Unfortunately, the Dutch film was never shown in Ukraine. I proposed it to several different television channels, and there was no interest.

Q: Do you believe in lustration, the practice of 'outing' members of the security organs as was practiced, for example, in the Czech Republic?

A: Repentance is an intimate thing. I don't approve of public sex, and public penitence is the same thing.

The problem of lustration, in my view, should not begin in our country with the executioner, but with the judge who convicted unjustly. It would be wrong to start the process of lustration with someone like [former Prime Minister Yevhen] Marchuk, who was the head of the fifth section of the [Ukrainian] KGB, the department responsible for the fight against dissidents – it should start with Kravchuk. In the Brezhnev era, the leader of our country was not in the KGB but the head of the ideological department of the Communist Party, which used the KGB's hands to punish dissidence.

It would be very primitive to say that someone who worked his way through the ranks from a lieutenant to a general is not guilty – he also bears some guilt, but that's where his fate led him.

Under that regime, there were people not working in the KGB who managed to do more evil to those around them. In that country, everyone was guilty, everyone was a victim. It's entirely incomprehensible to a Westerner, except those who spend enough time here

Take Prystaiko – he got into the law faculty, where they offered him work in the security apparatus. I ended up in the medical institute. You see, the problem isn't just one of right and wrong, black and white. It's the concrete matter of the history of this country.

I was lucky. I was born into an intelligent family, both my parents were well-educated. My father inculcated a skepticism about the entire system despite the fact that he was a party member. General Prystaiko had no father; his mother was a peasant. His family went hungry, they had several children. It was one of those classic melodramas, with him walking shoeless through the snow just to go to school. He didn't know the things I knew as the son of a Communist functionary. A young boy or girl like Prystaiko first had to get an education, then they began to understand things more clearly.

As far as I am concerned, lustration would be a terrible thing. If they started it here, I would leave this country. I will not be part of the meat grinder, an unjust one.

First, where is the border between truth and lie, how can you determine who knew and who didn't know, who served sincerely and who did not? Second, can you convict someone who was a dedicated Communist? How do you determine who served the system cynically or self-servingly, and who was a convinced believer?

**DATASET ENTRIES**

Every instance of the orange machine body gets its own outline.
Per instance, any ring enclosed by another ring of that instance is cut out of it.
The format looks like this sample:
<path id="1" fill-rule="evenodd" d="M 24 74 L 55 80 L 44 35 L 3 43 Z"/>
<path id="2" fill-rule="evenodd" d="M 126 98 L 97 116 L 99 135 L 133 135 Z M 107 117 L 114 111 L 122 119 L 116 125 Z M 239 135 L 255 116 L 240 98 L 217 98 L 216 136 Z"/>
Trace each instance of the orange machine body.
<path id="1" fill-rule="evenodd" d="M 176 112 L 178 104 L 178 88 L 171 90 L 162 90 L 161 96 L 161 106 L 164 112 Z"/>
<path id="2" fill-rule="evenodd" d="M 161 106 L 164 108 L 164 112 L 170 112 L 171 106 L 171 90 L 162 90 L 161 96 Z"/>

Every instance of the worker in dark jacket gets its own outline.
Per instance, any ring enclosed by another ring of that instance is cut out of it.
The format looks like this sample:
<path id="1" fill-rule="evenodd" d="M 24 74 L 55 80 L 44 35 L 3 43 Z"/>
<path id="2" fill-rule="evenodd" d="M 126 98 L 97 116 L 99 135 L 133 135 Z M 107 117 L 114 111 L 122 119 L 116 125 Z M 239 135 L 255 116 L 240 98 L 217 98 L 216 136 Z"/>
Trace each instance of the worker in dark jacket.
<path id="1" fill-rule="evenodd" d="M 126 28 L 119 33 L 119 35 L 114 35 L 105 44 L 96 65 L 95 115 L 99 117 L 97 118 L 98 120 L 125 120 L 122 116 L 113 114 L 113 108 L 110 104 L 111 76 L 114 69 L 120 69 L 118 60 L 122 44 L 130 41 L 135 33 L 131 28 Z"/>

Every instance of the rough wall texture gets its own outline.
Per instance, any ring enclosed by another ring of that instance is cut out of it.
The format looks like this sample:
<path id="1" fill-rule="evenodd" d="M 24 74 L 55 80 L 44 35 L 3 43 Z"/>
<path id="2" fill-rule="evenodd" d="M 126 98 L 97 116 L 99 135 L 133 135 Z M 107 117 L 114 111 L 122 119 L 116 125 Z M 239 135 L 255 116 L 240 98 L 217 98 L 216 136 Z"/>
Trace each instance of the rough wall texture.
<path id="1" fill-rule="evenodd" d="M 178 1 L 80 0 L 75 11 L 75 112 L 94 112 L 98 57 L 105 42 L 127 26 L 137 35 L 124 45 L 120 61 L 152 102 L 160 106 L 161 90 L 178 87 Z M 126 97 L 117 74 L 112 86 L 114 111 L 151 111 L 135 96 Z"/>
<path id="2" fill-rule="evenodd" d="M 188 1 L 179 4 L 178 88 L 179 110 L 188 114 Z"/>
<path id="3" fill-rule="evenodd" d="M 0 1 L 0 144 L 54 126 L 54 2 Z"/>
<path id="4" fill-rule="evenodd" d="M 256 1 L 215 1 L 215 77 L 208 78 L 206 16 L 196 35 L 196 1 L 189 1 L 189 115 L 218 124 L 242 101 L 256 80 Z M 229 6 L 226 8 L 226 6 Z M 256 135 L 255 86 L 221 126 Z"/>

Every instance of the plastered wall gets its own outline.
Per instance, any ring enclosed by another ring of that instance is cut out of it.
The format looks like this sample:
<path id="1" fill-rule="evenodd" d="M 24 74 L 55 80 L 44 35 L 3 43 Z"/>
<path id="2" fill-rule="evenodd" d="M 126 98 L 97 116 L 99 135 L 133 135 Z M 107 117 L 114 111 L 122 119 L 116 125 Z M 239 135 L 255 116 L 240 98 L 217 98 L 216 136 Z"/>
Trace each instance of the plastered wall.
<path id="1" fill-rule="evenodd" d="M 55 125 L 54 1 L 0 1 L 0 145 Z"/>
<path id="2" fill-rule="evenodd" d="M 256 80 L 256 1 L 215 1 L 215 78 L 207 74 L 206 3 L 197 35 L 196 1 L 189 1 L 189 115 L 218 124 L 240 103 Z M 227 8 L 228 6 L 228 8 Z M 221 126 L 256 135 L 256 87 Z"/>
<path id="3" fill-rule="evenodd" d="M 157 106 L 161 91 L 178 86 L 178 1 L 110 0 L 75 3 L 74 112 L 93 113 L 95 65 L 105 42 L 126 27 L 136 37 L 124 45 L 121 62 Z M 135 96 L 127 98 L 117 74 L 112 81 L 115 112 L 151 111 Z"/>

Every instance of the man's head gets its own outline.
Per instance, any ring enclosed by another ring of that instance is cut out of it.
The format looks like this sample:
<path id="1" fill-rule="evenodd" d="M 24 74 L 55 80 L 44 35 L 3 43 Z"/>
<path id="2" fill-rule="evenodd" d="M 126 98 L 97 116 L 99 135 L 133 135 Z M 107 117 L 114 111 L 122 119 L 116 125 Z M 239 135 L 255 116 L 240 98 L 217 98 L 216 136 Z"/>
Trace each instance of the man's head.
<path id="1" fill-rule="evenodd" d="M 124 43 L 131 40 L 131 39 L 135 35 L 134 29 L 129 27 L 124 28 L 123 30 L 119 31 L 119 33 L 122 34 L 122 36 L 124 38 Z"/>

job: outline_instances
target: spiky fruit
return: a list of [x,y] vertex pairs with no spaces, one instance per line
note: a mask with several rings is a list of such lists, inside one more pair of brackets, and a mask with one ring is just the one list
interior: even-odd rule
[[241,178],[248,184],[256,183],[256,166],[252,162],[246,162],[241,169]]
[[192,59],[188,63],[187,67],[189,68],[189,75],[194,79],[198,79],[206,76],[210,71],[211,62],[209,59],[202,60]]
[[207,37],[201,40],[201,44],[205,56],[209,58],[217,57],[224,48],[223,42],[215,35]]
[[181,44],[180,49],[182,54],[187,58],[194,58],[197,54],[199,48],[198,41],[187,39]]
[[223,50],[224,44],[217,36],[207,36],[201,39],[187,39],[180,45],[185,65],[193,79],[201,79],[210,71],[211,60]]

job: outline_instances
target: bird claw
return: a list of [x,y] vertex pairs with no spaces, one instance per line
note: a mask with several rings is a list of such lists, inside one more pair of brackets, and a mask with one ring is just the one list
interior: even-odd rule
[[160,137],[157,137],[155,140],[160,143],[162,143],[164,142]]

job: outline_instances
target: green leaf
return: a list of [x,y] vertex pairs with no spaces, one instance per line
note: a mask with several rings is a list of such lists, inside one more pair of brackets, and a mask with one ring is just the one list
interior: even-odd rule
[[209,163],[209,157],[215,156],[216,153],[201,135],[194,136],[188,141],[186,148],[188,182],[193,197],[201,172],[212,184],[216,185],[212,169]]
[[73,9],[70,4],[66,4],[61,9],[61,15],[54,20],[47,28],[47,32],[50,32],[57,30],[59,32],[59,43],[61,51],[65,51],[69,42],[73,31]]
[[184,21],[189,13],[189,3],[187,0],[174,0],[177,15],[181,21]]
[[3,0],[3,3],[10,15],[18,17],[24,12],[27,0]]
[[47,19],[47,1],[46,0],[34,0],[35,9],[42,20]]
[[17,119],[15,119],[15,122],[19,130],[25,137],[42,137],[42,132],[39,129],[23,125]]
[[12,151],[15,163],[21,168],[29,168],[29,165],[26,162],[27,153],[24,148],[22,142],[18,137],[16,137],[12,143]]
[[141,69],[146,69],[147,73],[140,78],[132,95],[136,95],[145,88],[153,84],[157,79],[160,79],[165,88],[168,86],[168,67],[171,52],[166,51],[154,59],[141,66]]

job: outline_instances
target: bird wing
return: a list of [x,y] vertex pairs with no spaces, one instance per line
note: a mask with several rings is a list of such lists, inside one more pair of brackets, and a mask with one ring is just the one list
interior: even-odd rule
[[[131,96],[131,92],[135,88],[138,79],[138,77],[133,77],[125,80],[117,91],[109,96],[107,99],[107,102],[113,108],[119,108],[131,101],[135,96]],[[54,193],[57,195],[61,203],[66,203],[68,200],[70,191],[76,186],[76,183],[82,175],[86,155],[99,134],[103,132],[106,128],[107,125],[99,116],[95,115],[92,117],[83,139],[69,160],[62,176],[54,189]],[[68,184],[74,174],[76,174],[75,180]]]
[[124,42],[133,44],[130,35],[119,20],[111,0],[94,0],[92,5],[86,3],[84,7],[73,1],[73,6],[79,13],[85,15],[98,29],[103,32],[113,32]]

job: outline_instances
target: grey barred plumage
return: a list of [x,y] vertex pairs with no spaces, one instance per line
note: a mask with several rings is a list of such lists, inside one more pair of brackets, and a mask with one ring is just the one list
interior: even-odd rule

**ACTIVITY A**
According to the interview on lustration, which section of the Ukrainian KGB did Marchuk head?
**ACTIVITY B**
Duplicate the part of the interview on lustration between "Q: Do you believe" and "the same thing.", inclusive.

**WRITTEN REPLY A**
The fifth section, the department responsible for the fight against dissidents.

**WRITTEN REPLY B**
Q: Do you believe in lustration, the practice of 'outing' members of the security organs as was practiced, for example, in the Czech Republic?

A: Repentance is an intimate thing. I don't approve of public sex, and public penitence is the same thing.